Given data.
□ □ □ □
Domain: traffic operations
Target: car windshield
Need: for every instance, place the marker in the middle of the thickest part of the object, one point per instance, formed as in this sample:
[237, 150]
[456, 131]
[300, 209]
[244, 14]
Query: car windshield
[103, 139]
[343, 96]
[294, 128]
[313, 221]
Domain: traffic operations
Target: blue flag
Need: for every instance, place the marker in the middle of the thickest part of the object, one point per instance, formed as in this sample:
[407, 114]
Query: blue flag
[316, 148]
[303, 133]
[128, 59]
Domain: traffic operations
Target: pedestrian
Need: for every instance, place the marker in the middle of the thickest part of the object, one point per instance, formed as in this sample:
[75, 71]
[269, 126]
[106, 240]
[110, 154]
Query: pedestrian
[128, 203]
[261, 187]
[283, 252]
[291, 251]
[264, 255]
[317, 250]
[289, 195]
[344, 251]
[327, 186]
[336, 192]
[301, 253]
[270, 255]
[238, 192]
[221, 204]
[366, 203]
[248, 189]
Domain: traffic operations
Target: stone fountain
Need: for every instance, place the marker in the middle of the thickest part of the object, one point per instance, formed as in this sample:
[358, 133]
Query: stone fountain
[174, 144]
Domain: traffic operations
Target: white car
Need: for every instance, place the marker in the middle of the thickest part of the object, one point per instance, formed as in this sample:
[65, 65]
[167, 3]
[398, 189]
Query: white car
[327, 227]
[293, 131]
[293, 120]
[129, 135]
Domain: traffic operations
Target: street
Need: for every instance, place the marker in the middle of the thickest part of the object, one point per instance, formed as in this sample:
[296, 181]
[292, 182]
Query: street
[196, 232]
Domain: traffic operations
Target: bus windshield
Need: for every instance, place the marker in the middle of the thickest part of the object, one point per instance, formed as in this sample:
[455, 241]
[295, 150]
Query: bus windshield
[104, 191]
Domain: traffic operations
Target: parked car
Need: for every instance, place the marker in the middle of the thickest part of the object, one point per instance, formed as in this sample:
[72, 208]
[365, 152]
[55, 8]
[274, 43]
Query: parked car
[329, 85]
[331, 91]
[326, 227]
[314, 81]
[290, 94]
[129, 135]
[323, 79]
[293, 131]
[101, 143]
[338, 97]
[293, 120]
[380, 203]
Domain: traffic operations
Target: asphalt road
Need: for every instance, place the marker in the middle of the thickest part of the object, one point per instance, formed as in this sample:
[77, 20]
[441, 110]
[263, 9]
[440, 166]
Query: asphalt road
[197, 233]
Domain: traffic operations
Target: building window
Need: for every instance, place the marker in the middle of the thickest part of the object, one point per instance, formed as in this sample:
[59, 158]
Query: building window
□ □ □ □
Task directions. Repeat the whole listing above without any change.

Exercise response.
Domain: traffic operations
Target: car windshield
Need: for every instance, place the marker in the middle of the thickest part of the object, one point per instance, formed as in this sample:
[237, 150]
[456, 131]
[300, 209]
[244, 14]
Query: car windshield
[103, 139]
[343, 96]
[294, 128]
[313, 221]
Domain: traffic operations
Target: blue flag
Need: for every instance, place the marker in the middle of the thickest part of the object, one point per instance, formed as in this sample:
[407, 114]
Query: blue flag
[316, 148]
[303, 133]
[128, 59]
Domain: traffic operations
Target: pedestrian
Need: for every instance, place the marker in the middle of the thickest part of the object, one point per instance, formed as in this sample:
[75, 71]
[269, 126]
[106, 240]
[110, 154]
Query: pedestrian
[128, 203]
[261, 187]
[283, 252]
[291, 251]
[264, 255]
[317, 250]
[289, 195]
[344, 251]
[327, 186]
[336, 192]
[301, 253]
[270, 255]
[238, 192]
[221, 204]
[366, 203]
[248, 189]
Domain: traffic operations
Target: stone fountain
Need: for every instance, place the marker in the middle of the thickest part of the object, one point per instance, formed as in this sample:
[358, 133]
Query: stone fountain
[174, 144]
Domain: traffic operations
Target: white car
Need: for every instance, place the marker in the middle of the thickest part of the object, one point per instance, formed as in this sample:
[65, 65]
[167, 3]
[398, 189]
Query: white car
[327, 227]
[293, 131]
[293, 120]
[129, 135]
Domain: traffic operations
Target: street
Need: for every instance, place the marker in the middle of the thickest part of the object, one point per instance, formed as in this sample:
[296, 181]
[292, 182]
Query: street
[196, 232]
Domain: traffic operations
Target: bus windshield
Need: for every instance, place the marker in the middle of the thickest part of the object, one point per instance, formed as in this sample:
[455, 241]
[295, 150]
Query: bus windshield
[104, 191]
Domain: traffic operations
Target: parked car
Need: for every instance, place the marker in the middle of the thickest part of the object, one point per instance, formed as in this sample:
[72, 208]
[365, 152]
[55, 8]
[274, 43]
Query: parked car
[329, 85]
[331, 91]
[326, 227]
[314, 81]
[290, 94]
[129, 135]
[323, 79]
[293, 131]
[101, 143]
[338, 97]
[293, 120]
[380, 203]
Domain: traffic operations
Target: asphalt road
Need: for every instance, place the marker in the middle of the thickest part of the object, one point per instance, formed as in this sample:
[77, 20]
[441, 110]
[263, 9]
[440, 166]
Query: asphalt road
[197, 233]
Domain: traffic operations
Target: building window
Need: for every instance, place the marker in the middle of the thickest part of the object, one point per instance, formed as in this sample:
[59, 158]
Query: building window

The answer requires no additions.